**Activity:**
Copy the material from its start through the line containing "positive clicks: (81, 81)", both ends included, keeping every character as it appears.

**Source material:**
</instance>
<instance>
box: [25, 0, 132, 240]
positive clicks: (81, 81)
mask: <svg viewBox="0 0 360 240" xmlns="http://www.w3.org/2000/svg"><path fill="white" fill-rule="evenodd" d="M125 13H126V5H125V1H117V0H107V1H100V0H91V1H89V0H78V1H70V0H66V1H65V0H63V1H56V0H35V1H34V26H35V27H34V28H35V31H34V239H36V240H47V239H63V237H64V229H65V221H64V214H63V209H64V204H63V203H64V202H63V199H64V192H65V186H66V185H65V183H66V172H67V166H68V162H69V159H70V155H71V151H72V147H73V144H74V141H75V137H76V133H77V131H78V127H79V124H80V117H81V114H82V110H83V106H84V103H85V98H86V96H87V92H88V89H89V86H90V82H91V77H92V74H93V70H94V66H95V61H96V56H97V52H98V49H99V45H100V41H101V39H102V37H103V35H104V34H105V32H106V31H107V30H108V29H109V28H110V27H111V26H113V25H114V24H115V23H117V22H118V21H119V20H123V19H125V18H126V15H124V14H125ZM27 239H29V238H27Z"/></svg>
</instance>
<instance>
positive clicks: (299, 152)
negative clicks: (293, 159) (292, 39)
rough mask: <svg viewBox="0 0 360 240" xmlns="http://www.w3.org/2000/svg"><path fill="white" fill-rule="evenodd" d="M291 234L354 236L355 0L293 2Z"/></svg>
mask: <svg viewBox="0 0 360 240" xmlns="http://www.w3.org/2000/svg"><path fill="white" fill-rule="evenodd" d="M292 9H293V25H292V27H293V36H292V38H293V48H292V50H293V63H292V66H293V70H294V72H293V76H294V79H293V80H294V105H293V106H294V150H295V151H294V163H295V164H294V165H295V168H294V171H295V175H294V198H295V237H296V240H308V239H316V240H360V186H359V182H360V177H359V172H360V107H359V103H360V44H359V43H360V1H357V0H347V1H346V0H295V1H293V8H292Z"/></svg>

**The answer:**
</instance>
<instance>
box: [25, 0, 132, 240]
positive clicks: (81, 81)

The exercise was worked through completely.